▸ Objective: Output all records precisely as written.

▸ Dataset entries:

= = = = = = =

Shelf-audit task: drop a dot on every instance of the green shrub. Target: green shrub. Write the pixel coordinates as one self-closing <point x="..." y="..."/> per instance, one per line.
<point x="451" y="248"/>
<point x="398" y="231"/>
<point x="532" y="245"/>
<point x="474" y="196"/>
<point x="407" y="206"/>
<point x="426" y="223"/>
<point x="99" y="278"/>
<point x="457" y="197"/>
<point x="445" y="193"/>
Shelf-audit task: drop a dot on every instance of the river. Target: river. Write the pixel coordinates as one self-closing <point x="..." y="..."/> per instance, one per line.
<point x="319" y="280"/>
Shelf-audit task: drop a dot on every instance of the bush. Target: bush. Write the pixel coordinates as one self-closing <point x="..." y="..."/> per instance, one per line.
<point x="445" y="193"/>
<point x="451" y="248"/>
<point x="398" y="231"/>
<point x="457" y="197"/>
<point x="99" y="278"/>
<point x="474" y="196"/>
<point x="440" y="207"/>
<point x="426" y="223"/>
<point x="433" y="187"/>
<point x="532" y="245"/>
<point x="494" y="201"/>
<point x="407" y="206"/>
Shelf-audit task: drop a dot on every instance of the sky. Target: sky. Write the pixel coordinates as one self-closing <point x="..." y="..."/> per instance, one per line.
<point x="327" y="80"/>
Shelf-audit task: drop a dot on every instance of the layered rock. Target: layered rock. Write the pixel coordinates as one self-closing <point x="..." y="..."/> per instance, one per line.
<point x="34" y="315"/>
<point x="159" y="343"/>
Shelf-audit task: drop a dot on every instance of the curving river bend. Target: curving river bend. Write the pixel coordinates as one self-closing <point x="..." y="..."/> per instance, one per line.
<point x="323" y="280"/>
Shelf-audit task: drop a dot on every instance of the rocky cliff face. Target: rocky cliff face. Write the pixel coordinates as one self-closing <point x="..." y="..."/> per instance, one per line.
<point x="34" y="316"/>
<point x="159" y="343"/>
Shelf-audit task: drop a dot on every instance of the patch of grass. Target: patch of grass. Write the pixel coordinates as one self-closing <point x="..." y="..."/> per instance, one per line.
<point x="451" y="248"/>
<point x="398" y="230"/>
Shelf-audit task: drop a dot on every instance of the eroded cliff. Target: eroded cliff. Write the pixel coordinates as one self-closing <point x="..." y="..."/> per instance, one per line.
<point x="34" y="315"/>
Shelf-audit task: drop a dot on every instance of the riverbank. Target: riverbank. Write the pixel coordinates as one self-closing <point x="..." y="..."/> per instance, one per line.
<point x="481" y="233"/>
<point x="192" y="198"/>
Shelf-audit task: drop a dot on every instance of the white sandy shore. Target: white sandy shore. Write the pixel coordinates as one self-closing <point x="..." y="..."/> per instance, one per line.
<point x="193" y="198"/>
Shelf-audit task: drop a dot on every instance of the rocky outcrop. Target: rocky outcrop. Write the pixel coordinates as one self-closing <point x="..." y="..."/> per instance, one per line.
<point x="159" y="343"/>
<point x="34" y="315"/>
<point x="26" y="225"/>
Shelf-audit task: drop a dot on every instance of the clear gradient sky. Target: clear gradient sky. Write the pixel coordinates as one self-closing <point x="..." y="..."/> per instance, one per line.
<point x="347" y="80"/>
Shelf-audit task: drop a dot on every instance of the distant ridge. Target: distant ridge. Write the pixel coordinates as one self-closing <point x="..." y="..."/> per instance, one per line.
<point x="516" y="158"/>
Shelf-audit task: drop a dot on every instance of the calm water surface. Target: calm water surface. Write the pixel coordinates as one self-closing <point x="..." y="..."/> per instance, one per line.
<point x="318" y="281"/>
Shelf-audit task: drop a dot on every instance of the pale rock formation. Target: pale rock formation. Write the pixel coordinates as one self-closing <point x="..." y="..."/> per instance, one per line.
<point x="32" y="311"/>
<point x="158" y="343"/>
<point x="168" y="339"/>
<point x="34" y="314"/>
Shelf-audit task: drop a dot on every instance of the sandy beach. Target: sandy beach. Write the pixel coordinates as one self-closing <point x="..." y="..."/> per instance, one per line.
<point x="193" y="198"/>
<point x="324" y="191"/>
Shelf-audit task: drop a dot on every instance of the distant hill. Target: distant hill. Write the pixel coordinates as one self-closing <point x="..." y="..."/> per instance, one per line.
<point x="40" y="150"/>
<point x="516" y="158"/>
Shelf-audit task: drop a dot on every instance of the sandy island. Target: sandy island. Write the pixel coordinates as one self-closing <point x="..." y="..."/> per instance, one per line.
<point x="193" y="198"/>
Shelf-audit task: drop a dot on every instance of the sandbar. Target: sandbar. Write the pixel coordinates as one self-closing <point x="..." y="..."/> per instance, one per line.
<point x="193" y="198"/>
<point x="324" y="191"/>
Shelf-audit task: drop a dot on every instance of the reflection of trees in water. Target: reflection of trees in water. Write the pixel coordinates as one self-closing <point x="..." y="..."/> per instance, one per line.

= = = = = = =

▸ Answer in full:
Shelf-audit task: drop a dot on every instance of the green shrub. Target: green shrub. Write the pixel coordinates as one self-closing <point x="..." y="..."/> per instance, one per line.
<point x="451" y="248"/>
<point x="398" y="231"/>
<point x="532" y="245"/>
<point x="474" y="196"/>
<point x="407" y="206"/>
<point x="426" y="223"/>
<point x="99" y="278"/>
<point x="457" y="197"/>
<point x="445" y="193"/>
Shelf-audit task: drop a dot on every instance of the river. Target: river. Write the pixel coordinates as one self-closing <point x="..." y="..."/> per instance, one per line.
<point x="319" y="280"/>
Shelf-audit task: drop a dot on every instance of the bush. Target: bush. Write the pixel coordinates as one self-closing <point x="..." y="..."/> per instance, one per line.
<point x="445" y="193"/>
<point x="451" y="248"/>
<point x="398" y="231"/>
<point x="457" y="197"/>
<point x="99" y="278"/>
<point x="474" y="196"/>
<point x="440" y="207"/>
<point x="426" y="223"/>
<point x="433" y="187"/>
<point x="532" y="245"/>
<point x="494" y="201"/>
<point x="407" y="206"/>
Shelf-audit task: drop a dot on every instance of the sky. Target: sky. Write the pixel coordinates as one self-closing <point x="..." y="..."/> per instance, one per line.
<point x="327" y="80"/>
Shelf-audit task: drop a dot on every instance of the layered rock. Target: layered rock. Write the pixel coordinates as one self-closing <point x="..." y="..."/> per instance, one per line.
<point x="34" y="315"/>
<point x="159" y="343"/>
Shelf-audit task: drop a dot on every instance of the curving river bend. Target: curving river bend. Write the pixel coordinates as one self-closing <point x="..." y="..."/> per instance, one per line.
<point x="323" y="280"/>
Shelf-audit task: drop a dot on every instance of the rocky cliff face. Target: rocky cliff face. Write the pixel coordinates as one self-closing <point x="..." y="..."/> per instance, one per line.
<point x="34" y="316"/>
<point x="159" y="343"/>
Shelf-audit task: drop a dot on every instance of the patch of grass. Target: patch of grass. Write the pixel coordinates as one self-closing <point x="..." y="..."/> per instance, one per line.
<point x="451" y="248"/>
<point x="398" y="230"/>
Shelf-audit task: drop a dot on every instance of the eroded cliff. Target: eroded cliff. Write the pixel coordinates as one self-closing <point x="..." y="..."/> per instance, one per line.
<point x="34" y="315"/>
Shelf-audit task: drop a dot on every instance of the riverbank. Target: riverbank. Write the pixel coordinates as one self-closing <point x="..." y="..."/> per instance, one per line.
<point x="481" y="233"/>
<point x="192" y="198"/>
Shelf-audit task: drop a dot on every instance of the white sandy shore. Target: white sandy shore. Write the pixel coordinates as one self-closing <point x="..." y="..."/> per instance, one per line.
<point x="193" y="198"/>
Shelf-audit task: drop a dot on every instance of the rocky outcrop. Target: rocky outcrop. Write the pixel coordinates as one self-closing <point x="..." y="..."/> per instance, one per line.
<point x="159" y="343"/>
<point x="34" y="315"/>
<point x="26" y="225"/>
Shelf-audit task: drop a dot on every instance of the clear gradient sky. Target: clear gradient sky. Write the pixel coordinates as one self-closing <point x="..." y="..."/> per instance, one per line.
<point x="347" y="80"/>
Shelf-audit task: drop a dot on every instance of the distant ridge. Target: distant ridge. Write the pixel coordinates as one self-closing <point x="..." y="..."/> per instance, one per line.
<point x="516" y="158"/>
Shelf-audit task: drop a dot on every instance of the calm water surface. Target: calm water surface. Write the pixel coordinates as one self-closing <point x="..." y="..."/> per instance, one per line.
<point x="318" y="281"/>
Shelf-audit task: drop a dot on every instance of the pale rock formation. Target: pale rock formation. Write the pixel coordinates as one self-closing <point x="..." y="..."/> per instance, one per line.
<point x="32" y="311"/>
<point x="158" y="343"/>
<point x="168" y="339"/>
<point x="34" y="314"/>
Shelf-audit task: drop a dot on every instance of the sandy beach. Target: sandy beach. Write the pixel coordinates as one self-closing <point x="..." y="..."/> per instance, one per line.
<point x="193" y="198"/>
<point x="324" y="191"/>
Shelf-audit task: drop a dot on every instance of the distant hill. Target: distant hill. Write the pixel coordinates as one self-closing <point x="..." y="..."/> per instance, one per line.
<point x="40" y="150"/>
<point x="516" y="158"/>
Shelf-audit task: drop a dot on every instance of the sandy island. Target: sandy island. Write the pixel coordinates as one self-closing <point x="..." y="..."/> per instance, one per line.
<point x="193" y="198"/>
Shelf-audit task: drop a dot on every instance of the sandbar. Target: sandbar. Write the pixel coordinates as one self-closing <point x="..." y="..."/> per instance, one per line.
<point x="193" y="198"/>
<point x="324" y="191"/>
Shelf-audit task: drop a dot on every instance of the reflection of trees in water. Target: reflection of trees in water. Write the pixel coordinates as one self-closing <point x="..." y="..."/> per instance, one per line.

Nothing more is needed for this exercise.